● WHAT TO PRODUCE
The records below must be transcribed exactly. Do not include the pictures.

Object pointing dataset rows:
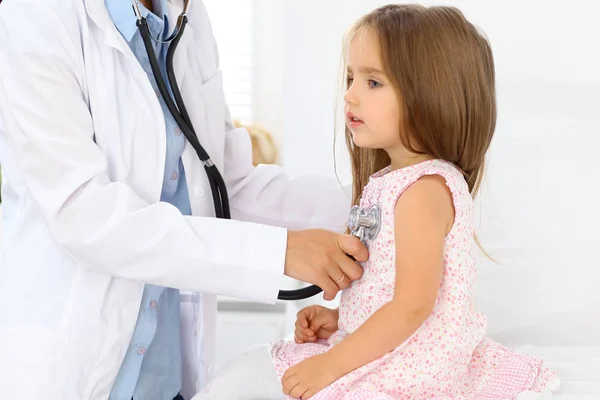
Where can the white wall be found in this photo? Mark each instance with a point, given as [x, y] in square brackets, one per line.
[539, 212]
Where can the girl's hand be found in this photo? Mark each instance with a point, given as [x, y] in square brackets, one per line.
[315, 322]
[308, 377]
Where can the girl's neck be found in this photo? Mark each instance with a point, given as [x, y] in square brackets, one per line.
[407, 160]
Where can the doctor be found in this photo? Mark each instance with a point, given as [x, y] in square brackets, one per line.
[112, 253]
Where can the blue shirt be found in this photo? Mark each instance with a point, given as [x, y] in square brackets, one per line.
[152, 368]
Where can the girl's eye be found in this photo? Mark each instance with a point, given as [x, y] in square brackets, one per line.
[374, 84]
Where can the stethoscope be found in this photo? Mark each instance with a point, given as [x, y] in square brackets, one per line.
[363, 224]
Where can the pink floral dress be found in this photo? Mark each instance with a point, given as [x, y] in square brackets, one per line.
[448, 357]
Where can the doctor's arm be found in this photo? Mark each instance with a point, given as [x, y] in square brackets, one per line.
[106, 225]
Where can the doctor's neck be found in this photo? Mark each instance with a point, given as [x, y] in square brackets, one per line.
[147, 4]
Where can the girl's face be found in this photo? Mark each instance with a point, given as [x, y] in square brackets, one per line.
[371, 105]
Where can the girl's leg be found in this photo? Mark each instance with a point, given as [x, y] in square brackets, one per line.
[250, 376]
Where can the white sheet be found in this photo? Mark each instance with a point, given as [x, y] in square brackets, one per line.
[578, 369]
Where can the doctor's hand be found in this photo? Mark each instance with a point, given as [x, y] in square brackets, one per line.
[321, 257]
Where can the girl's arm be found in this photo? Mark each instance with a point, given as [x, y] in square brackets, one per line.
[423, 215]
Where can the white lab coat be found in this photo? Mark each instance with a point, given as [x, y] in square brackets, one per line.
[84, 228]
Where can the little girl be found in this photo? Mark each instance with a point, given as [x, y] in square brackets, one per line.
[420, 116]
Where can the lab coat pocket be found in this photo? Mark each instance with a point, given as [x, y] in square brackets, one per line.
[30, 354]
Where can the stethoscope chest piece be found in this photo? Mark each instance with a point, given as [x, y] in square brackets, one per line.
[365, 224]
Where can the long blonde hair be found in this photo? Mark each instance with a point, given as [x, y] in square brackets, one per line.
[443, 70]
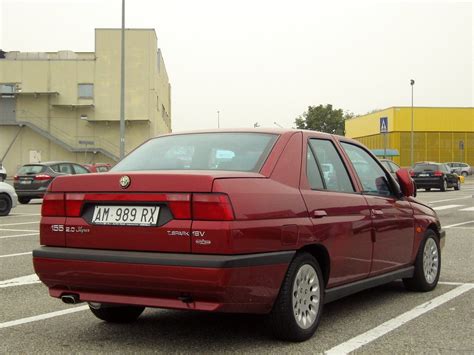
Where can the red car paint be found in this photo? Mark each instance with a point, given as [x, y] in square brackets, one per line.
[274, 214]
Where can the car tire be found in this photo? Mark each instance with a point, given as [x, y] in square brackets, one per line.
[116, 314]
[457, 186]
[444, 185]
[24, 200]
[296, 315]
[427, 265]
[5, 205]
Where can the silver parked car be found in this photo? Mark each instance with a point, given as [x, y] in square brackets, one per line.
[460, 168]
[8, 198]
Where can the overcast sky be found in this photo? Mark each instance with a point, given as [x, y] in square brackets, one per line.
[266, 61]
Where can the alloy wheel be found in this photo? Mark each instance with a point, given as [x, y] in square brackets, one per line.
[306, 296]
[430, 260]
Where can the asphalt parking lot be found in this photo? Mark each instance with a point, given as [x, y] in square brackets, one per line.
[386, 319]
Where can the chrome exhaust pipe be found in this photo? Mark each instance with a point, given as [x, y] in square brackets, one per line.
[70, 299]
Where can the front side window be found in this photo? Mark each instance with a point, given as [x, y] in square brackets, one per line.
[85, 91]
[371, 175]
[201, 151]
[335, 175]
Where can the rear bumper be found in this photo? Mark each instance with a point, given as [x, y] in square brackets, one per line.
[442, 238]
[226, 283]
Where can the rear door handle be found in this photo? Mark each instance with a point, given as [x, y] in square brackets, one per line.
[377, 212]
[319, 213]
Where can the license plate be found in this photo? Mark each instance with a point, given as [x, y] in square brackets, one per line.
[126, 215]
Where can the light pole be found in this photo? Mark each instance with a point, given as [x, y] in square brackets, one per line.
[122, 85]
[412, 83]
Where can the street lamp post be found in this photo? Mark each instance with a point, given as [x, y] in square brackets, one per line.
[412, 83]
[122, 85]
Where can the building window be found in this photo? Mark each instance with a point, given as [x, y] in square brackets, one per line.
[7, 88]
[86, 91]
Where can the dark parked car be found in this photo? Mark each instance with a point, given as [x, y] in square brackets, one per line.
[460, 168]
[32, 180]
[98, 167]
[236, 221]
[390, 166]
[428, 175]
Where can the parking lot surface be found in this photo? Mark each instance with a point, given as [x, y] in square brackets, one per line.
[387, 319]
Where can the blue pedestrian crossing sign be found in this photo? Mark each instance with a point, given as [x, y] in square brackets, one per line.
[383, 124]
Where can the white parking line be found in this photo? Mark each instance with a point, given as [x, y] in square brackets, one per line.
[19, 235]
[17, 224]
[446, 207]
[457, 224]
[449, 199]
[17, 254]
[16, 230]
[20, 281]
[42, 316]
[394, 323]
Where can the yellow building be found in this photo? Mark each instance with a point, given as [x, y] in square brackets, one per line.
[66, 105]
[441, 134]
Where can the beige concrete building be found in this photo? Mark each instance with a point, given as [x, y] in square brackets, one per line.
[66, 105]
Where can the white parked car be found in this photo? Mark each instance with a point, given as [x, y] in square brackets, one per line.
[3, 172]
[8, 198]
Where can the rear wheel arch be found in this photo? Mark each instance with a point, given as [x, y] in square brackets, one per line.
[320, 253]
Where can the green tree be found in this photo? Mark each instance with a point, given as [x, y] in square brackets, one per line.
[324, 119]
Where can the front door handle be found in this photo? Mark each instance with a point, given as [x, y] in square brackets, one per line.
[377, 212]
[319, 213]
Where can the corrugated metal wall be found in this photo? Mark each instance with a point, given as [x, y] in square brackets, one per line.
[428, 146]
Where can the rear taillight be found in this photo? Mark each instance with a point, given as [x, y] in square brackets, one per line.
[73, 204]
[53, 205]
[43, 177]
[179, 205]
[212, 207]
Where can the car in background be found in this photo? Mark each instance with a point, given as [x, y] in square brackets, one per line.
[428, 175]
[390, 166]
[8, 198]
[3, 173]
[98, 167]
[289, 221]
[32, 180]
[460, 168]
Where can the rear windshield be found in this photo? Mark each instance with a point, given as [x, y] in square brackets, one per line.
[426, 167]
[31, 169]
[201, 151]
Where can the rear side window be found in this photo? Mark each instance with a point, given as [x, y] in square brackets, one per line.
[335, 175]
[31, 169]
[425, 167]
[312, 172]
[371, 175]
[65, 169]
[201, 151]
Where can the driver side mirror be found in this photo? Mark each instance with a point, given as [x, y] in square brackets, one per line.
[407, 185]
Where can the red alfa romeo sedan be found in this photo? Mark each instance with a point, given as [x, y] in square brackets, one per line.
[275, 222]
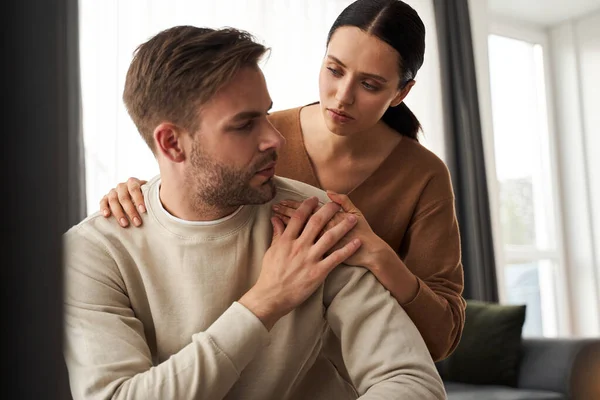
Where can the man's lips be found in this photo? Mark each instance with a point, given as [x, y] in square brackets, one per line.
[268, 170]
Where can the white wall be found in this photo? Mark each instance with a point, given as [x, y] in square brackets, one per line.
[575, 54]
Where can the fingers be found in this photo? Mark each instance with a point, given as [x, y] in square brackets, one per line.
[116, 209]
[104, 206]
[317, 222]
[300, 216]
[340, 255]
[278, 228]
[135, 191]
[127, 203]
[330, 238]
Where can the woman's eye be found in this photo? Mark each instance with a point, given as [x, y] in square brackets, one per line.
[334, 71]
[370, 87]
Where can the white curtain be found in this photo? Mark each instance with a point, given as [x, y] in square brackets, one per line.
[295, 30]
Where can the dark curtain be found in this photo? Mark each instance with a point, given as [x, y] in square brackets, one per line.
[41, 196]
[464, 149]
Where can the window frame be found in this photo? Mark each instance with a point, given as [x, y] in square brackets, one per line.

● COMPLETED EXERCISE
Where can the white wall be found in this photo? Mark each instance with a point, given as [x, y] in square brackets, one per line.
[539, 212]
Where can the girl's hand be found in this photo? Mark each instance with a point, given as [x, y] in square brackets, one per line.
[315, 322]
[308, 377]
Where can the girl's neck be found in this photo? Mark each instance with a point, given as [x, y] in square brackets, one per line.
[407, 160]
Where can the doctor be found in this photo? Mark each instance with a point, given as [x, y] in square brackets, one per line.
[112, 253]
Where can the blue shirt be found in this photo? Mark each instance with a point, given as [x, y] in square brackets, one per line.
[152, 368]
Where can the girl's eye be found in this photo? Mark each instance with a point, given as [x, y] in square brackets, one per line.
[374, 84]
Where can the stethoscope be found in this photo? Mark each instance with a point, given as [x, y] in square brackets, one per line.
[363, 224]
Where can the pink floral dress be found in this photo? Mark each instance with a point, given as [x, y] in square brackets, one per line.
[448, 357]
Where can the doctor's arm be found in this photo? Mark each instance with a point, given as [x, y] in square brackets, one per line.
[106, 225]
Where can the doctor's neck be found in this photo? Mark each instance with a point, given as [x, y] in square brackets, one per line.
[147, 4]
Where can the girl's face be found in this photo? Mark each instance with a point, given as [x, y] in square brackets, one per line.
[371, 105]
Where can the girl's leg be found in this photo? Mark each instance with a point, given as [x, y] in square brackets, one per line.
[250, 376]
Where can the white sheet be found in this photo? Mark each instance with a point, given as [x, y] in square brackets, one per line.
[578, 369]
Where can the doctor's hand be found in this photo? Mark each instance with a point, given as [x, y] in square brackets, one per line.
[321, 257]
Where can the girl's arm be found in this photo? Mark each instance with a point, given as [x, y] in square brackets, one per line.
[423, 215]
Where can the white lab coat be found in this photo? Mark each instance with a point, given as [x, y] in square brackets, one per line.
[84, 228]
Where can the little girl be found in this photo? Mark each instance with a point, given as [x, y] in square brackets, one per line.
[420, 116]
Where can the lab coat pocket be found in this photo? Mark each instance with a point, given as [x, y] in square brackets, one per line.
[30, 354]
Where can the stethoscope chest piece be found in this photo? Mark each instance with a point, given as [x, y] in square brackets, one per line.
[365, 224]
Where can the long blonde hair be found in this photo? Mark each instance with a point, given as [x, y] in square brackets, one per line.
[443, 70]
Where can the red car paint be found in this photo? Mark each instance with a point, given as [x, y] in square brackets, one per line.
[274, 214]
Where can the car tire be found in this photo? Mark each instance with a point, given as [x, y] in square brackets, one per line.
[116, 314]
[457, 186]
[444, 185]
[24, 200]
[296, 315]
[427, 265]
[5, 205]
Where can the silver parked car be found in this photo? Mark each instance with a point, given as [x, y] in square brackets, one per line.
[460, 168]
[8, 198]
Where can the overcast sky be found in this photo? Mark each instance with a point, given as [x, y] in square brackets, one per line.
[266, 61]
Where can the alloy wheel be found in this photo? Mark each instance with a point, given as [x, y] in square brackets, one per line.
[306, 296]
[430, 260]
Where can the asphalt parking lot be found in this photo? Mark each instance with a point, given as [x, y] in square brackets, one per line.
[386, 319]
Where can the chrome exhaust pipe be found in this photo? Mark each instance with a point, given as [x, y] in square brackets, one per line.
[70, 299]
Where can the front side window be found in this photo? Mark each instance with a point, given as [x, y] in square brackets, one per line.
[85, 91]
[371, 175]
[201, 151]
[335, 175]
Where can the rear bumper be found in this photo? Mark each instance with a point, given as [x, y] in square brackets, one per line.
[442, 238]
[226, 283]
Where can the rear door handle be found in this photo? Mark each instance with a point, given as [x, y] in square brackets, one per line.
[377, 212]
[319, 213]
Where can the license plate be found in this photo? Mark each instance with a point, given as [x, y] in square brackets, one per line.
[126, 215]
Where can the light pole be found in this photo? Mark each instance with a point, given as [x, y] in square brackets, one per line.
[122, 85]
[412, 83]
Where can the street lamp post be found in this photo? Mark each instance with a point, given as [x, y] in square brackets, one per line.
[412, 83]
[122, 85]
Where can the building window be found in this photo? Mark each instance with a point, given as [x, y] in square brackets, one per line.
[7, 88]
[86, 91]
Where can the dark parked car be found in this photo? Mark each instance with a point, given as [x, y] in square brackets, one per line.
[460, 168]
[32, 180]
[98, 167]
[236, 221]
[390, 166]
[428, 175]
Where can the parking lot surface be found in this photo? Mark each instance with a point, given as [x, y] in square brackets, one per line.
[387, 319]
Where can the blue pedestrian crossing sign be found in this photo? Mark each instance with a point, given as [x, y] in square brackets, one per line.
[383, 124]
Where can the white parking line be found in this photo? Mark each instance with a point, given as [x, y] in square brackets, one per line.
[19, 235]
[17, 224]
[446, 207]
[457, 224]
[449, 199]
[17, 254]
[16, 230]
[20, 281]
[42, 316]
[394, 323]
Where can the yellow building be found in this photo? Mark each instance with a point, given as [x, y] in square brackets, one per line.
[66, 105]
[441, 134]
Where can the beige concrete building be found in this photo? Mark each instance with a point, given as [x, y] in square brackets, one per line.
[66, 105]
Where can the white parked car be found in this photo? Mark each instance with a point, given as [x, y] in square brackets, one per line.
[3, 172]
[8, 198]
Where can the rear wheel arch be found in this photo? Mark each instance with a point, given as [x, y] in square brackets, one per line.
[320, 253]
Where can the green tree be found in this photo? Mark each instance with a point, given as [x, y] in square brackets, one per line.
[324, 119]
Where can the front door handle be found in this photo? Mark each instance with a point, given as [x, y] in square brackets, one per line.
[377, 212]
[319, 213]
Where can the corrugated metal wall be found in this photo? Mark each instance with a point, given as [x, y] in square brackets, one per line.
[428, 146]
Where can the rear taillight be found in this photo? Mark each instance with a point, given as [x, y] in square brackets, one per line.
[73, 204]
[53, 205]
[43, 177]
[179, 205]
[212, 207]
Where can the car in background be found in this photo? Mark each instance with a point, given as [x, y] in square brackets, one per line.
[428, 175]
[390, 166]
[8, 198]
[3, 173]
[98, 167]
[289, 221]
[32, 180]
[460, 168]
Where can the rear windshield be found in this photo? Mark each instance with a point, given as [x, y] in square brackets, one per line.
[426, 167]
[31, 169]
[201, 151]
Where can the rear side window be found in this photo? Mark each instance with a point, given as [x, y] in square brackets, one per line.
[335, 175]
[31, 169]
[425, 167]
[312, 172]
[371, 175]
[65, 169]
[201, 151]
Where can the driver side mirror be found in this photo? Mark each instance with a point, given as [x, y] in square brackets, one per line.
[407, 185]
Where can the red alfa romeo sedan be found in this photo? Mark each instance with a point, given as [x, y] in square brackets, one per line.
[275, 222]
Where can the man's lips be found in this photo? Mark each instance with a point, given as [x, y] in square brackets, one per line.
[268, 170]
Where can the white wall be found in this photo? Mark each instance with a point, given as [x, y] in square brackets, one per line.
[575, 54]
Where can the fingers be found in this photo? Mark each instance with a point, given as [x, y] in square brackets, one per line.
[116, 209]
[104, 206]
[317, 222]
[300, 216]
[340, 255]
[278, 228]
[135, 191]
[127, 203]
[330, 238]
Where can the woman's eye be found in this photo? Mark each instance with a point, given as [x, y] in square brackets, one per line.
[334, 71]
[370, 87]
Where can the white curtain be found in this photo? Mark each instance with a point, given as [x, y] in square brackets, one per line.
[295, 30]
Where can the dark curtain be found in this photo? Mark each instance with a point, given as [x, y] in square brackets, one per line.
[41, 196]
[464, 149]
Where can the window frame be found in this photo? Mark each instance with a point, given as [x, y] in square brackets, one per line.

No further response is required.